Job | Reproduce the material starting at the line that contains "Question. Locate the woman" and ending at the close of the material, requests included, and increase every point coordinate in the answers by 67.

--

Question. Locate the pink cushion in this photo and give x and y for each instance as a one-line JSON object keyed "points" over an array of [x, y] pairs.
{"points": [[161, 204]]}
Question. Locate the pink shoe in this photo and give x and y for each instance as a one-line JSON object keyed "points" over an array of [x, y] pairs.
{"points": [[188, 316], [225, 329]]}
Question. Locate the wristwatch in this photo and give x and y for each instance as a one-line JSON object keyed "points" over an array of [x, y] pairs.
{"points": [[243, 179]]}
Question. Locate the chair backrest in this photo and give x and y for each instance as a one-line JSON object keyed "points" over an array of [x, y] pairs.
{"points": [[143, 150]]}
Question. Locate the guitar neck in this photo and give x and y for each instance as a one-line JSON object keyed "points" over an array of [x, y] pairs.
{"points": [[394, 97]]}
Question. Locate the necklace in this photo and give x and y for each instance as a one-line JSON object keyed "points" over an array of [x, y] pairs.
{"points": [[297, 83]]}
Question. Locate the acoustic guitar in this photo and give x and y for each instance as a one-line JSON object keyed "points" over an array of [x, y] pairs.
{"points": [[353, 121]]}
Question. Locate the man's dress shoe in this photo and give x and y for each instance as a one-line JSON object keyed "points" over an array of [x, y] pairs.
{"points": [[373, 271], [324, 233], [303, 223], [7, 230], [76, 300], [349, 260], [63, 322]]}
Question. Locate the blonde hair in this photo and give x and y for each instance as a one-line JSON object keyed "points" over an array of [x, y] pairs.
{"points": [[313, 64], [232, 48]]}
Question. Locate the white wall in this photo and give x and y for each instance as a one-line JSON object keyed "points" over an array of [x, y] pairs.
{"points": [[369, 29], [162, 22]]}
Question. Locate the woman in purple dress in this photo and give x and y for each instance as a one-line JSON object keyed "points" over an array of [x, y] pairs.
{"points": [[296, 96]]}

--

Reply |
Question. Locate the woman in purple dress in this photo and give x and y for each instance as a one-line JSON object keyed "points" over an array of [x, y] pairs.
{"points": [[363, 163]]}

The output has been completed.